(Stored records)
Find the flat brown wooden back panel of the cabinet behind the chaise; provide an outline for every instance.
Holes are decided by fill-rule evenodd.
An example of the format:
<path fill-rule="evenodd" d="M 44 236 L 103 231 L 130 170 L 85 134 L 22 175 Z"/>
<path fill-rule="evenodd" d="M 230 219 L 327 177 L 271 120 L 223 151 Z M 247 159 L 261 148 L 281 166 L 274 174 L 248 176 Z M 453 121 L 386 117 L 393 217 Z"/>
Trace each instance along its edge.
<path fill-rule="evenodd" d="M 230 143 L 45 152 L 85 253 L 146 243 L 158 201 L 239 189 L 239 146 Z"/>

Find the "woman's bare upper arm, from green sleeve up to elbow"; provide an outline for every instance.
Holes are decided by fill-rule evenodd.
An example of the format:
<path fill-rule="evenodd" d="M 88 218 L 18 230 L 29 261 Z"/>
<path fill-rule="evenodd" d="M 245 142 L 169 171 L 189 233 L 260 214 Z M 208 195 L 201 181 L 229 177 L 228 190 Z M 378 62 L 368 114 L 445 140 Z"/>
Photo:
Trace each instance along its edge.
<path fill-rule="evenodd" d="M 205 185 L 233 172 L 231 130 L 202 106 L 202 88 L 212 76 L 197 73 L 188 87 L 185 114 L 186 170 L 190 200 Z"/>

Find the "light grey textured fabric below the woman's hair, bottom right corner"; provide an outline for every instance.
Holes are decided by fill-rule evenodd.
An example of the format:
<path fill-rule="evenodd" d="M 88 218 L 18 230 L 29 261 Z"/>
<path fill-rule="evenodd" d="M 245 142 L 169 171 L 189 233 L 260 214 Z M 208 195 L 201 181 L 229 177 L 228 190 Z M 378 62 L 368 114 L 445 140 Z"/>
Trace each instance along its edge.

WHAT THE EXERCISE ASKS ::
Search each line of the entries for the string "outline", then say how many lines have it. Reply with the number only.

EXERCISE ANSWER ::
3